### LISTED RECORDS
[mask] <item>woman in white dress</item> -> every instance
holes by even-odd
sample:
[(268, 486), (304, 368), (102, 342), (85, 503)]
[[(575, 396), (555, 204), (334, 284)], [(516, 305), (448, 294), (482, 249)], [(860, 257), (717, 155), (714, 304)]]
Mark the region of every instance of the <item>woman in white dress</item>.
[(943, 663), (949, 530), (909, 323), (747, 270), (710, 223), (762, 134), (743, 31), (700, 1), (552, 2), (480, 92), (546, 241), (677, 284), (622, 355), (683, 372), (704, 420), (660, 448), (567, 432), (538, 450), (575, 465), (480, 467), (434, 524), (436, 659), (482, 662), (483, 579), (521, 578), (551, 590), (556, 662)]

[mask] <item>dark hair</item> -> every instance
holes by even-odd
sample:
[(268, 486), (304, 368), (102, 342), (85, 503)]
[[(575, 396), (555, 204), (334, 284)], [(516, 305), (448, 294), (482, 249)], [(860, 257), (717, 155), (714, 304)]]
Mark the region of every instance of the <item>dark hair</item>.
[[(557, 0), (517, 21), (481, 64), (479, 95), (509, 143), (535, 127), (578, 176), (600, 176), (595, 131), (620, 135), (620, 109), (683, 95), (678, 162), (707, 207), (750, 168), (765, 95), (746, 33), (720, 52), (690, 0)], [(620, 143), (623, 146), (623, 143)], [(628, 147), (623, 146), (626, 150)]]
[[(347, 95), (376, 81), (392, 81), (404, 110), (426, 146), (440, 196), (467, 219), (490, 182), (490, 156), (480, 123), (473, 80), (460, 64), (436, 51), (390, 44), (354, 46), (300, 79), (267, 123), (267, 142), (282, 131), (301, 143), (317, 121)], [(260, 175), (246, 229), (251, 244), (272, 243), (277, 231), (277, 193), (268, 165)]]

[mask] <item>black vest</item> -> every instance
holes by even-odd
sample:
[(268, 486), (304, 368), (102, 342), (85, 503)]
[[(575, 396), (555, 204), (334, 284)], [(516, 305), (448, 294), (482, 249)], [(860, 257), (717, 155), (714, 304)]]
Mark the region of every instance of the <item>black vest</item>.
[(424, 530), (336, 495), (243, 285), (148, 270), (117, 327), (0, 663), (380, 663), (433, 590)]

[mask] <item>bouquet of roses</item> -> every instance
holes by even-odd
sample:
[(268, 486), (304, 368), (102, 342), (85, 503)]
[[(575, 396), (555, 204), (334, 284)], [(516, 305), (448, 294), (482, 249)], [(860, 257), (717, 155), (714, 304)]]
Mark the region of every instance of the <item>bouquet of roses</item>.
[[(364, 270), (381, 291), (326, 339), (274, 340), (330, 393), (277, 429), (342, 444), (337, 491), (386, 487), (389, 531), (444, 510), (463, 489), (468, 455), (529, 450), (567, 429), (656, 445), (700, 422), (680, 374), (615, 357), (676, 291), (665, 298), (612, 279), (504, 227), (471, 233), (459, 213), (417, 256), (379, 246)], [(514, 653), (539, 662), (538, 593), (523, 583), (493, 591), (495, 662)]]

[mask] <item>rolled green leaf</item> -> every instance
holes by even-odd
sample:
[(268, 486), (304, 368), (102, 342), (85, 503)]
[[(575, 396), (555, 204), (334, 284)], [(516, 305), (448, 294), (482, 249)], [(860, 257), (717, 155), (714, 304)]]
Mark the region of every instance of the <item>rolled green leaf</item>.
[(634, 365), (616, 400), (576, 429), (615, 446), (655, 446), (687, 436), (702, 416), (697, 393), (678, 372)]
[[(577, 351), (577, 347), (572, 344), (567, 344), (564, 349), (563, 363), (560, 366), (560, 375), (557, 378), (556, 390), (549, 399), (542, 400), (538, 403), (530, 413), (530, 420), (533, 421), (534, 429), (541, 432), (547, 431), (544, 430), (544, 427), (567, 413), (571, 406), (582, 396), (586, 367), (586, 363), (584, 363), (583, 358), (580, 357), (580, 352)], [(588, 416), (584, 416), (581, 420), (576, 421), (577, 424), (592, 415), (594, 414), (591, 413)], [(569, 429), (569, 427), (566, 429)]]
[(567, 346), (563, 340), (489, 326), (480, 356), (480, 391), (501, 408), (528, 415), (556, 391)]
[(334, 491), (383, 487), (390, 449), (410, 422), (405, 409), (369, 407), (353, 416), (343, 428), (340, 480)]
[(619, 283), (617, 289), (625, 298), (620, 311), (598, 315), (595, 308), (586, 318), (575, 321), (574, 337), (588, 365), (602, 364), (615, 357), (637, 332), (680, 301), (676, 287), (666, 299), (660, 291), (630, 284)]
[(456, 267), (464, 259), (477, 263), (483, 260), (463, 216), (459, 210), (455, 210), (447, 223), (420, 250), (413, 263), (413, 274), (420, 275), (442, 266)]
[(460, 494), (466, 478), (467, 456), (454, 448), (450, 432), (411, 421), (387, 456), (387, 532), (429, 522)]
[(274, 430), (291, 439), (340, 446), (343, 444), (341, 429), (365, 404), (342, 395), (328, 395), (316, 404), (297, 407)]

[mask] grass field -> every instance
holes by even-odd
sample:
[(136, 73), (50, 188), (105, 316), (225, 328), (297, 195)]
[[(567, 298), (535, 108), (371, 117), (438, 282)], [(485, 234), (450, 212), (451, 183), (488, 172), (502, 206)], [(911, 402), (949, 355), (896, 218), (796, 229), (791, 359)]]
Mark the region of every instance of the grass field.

### WHAT YOU HAVE TO DO
What is needed is an exact transcription of every entry.

### OUTPUT FOR THIS EXERCISE
[mask] <item>woman in white dress</item> -> every instance
holes by even-odd
sample:
[(268, 486), (304, 368), (102, 342), (85, 503)]
[[(575, 396), (555, 204), (334, 284)], [(516, 305), (448, 294), (482, 249)], [(860, 257), (717, 155), (714, 304)]]
Mark the region of every instance of the <item>woman in white dress</item>.
[(943, 663), (949, 530), (909, 323), (747, 270), (710, 223), (762, 134), (743, 31), (700, 1), (552, 2), (480, 92), (546, 241), (677, 284), (622, 355), (683, 372), (704, 420), (660, 448), (567, 432), (538, 450), (575, 465), (480, 467), (434, 524), (436, 659), (482, 662), (483, 579), (521, 578), (551, 590), (556, 662)]

[mask] <item>dark hair</item> -> every instance
holes by even-odd
sample:
[(268, 486), (304, 368), (102, 342), (85, 503)]
[[(575, 396), (555, 204), (334, 284)], [(516, 305), (448, 294), (482, 249)], [(860, 257), (717, 155), (714, 304)]]
Mark the region of every instance of the <item>dark hair</item>.
[[(557, 0), (517, 21), (481, 64), (479, 95), (509, 143), (535, 127), (578, 176), (600, 176), (595, 131), (620, 135), (620, 109), (683, 95), (678, 162), (707, 207), (750, 168), (765, 95), (746, 33), (720, 52), (690, 0)], [(620, 143), (623, 146), (623, 143)], [(628, 147), (623, 146), (626, 150)]]
[[(347, 95), (376, 81), (392, 81), (404, 110), (426, 146), (440, 196), (467, 219), (490, 182), (490, 156), (480, 123), (473, 80), (460, 64), (436, 51), (390, 44), (354, 46), (300, 79), (267, 123), (267, 142), (282, 131), (301, 143), (317, 121)], [(260, 175), (246, 229), (251, 244), (272, 243), (277, 231), (277, 193), (268, 165)]]

[mask] <item>black vest</item> -> every instance
holes by even-odd
sample:
[(268, 486), (304, 368), (102, 342), (85, 503)]
[[(575, 396), (555, 204), (334, 284)], [(516, 305), (448, 294), (482, 249)], [(860, 257), (717, 155), (714, 304)]]
Mark the region of every instance of the <item>black vest</item>.
[(424, 530), (336, 495), (243, 285), (148, 270), (117, 327), (0, 663), (380, 663), (433, 590)]

[mask] <item>bouquet of roses</item> -> every instance
holes by even-odd
sample:
[(268, 486), (304, 368), (102, 342), (85, 503)]
[[(575, 396), (555, 204), (334, 284)], [(516, 305), (448, 294), (482, 249)], [(860, 257), (717, 155), (714, 304)]]
Mark the region of every instance of the <item>bouquet of roses</item>.
[[(364, 270), (381, 291), (326, 339), (274, 340), (330, 393), (277, 429), (342, 444), (337, 491), (386, 487), (389, 531), (444, 510), (463, 489), (468, 455), (529, 450), (567, 429), (656, 445), (700, 422), (680, 374), (615, 357), (676, 291), (665, 298), (612, 279), (504, 227), (471, 233), (459, 213), (417, 256), (379, 246)], [(514, 653), (539, 662), (538, 593), (523, 583), (493, 591), (495, 662)]]

[mask] <item>rolled green leaf</item> -> every instance
holes by even-odd
sample:
[(268, 486), (304, 368), (102, 342), (85, 503)]
[[(575, 396), (555, 204), (334, 284)], [(516, 305), (448, 294), (482, 249)], [(860, 257), (717, 155), (714, 304)]]
Mark the region of every instance of the <item>rolled green leaf</item>.
[(634, 365), (616, 400), (576, 429), (615, 446), (655, 446), (687, 436), (702, 416), (697, 393), (678, 372)]
[[(577, 351), (577, 347), (572, 344), (567, 344), (564, 349), (563, 363), (560, 366), (560, 375), (557, 378), (556, 390), (549, 399), (542, 400), (538, 403), (530, 413), (530, 420), (533, 421), (534, 429), (541, 432), (547, 431), (544, 430), (544, 427), (567, 413), (571, 406), (582, 396), (586, 367), (586, 363), (584, 363), (583, 358), (580, 357), (580, 352)], [(588, 416), (584, 416), (581, 420), (576, 421), (577, 424), (592, 415), (594, 414), (591, 413)], [(569, 429), (569, 427), (566, 429)]]
[(567, 346), (563, 340), (489, 326), (480, 356), (480, 391), (501, 408), (528, 415), (556, 391)]
[(334, 491), (383, 487), (390, 449), (410, 422), (405, 409), (369, 407), (353, 416), (343, 428), (340, 480)]
[(619, 283), (617, 289), (625, 298), (620, 311), (598, 315), (595, 308), (586, 318), (575, 321), (574, 337), (588, 365), (602, 364), (615, 357), (637, 332), (680, 301), (676, 287), (666, 299), (660, 291), (630, 284)]
[(456, 267), (464, 259), (477, 263), (483, 260), (463, 216), (459, 210), (455, 210), (447, 223), (420, 250), (413, 263), (413, 274), (420, 275), (442, 266)]
[(460, 494), (466, 478), (467, 456), (454, 448), (450, 432), (411, 421), (387, 456), (387, 532), (429, 522)]
[(274, 430), (291, 439), (340, 446), (343, 444), (341, 429), (365, 404), (342, 395), (328, 395), (316, 404), (297, 407)]

[mask] grass field -> every instance
holes by even-odd
sample:
[(136, 73), (50, 188), (105, 316), (225, 328), (297, 195)]
[[(567, 298), (535, 108), (371, 117), (438, 282)], [(485, 234), (450, 212), (451, 183), (488, 172), (502, 206)], [(911, 402), (949, 355), (896, 218), (796, 229), (791, 359)]]
Mark the region of every instance of the grass field.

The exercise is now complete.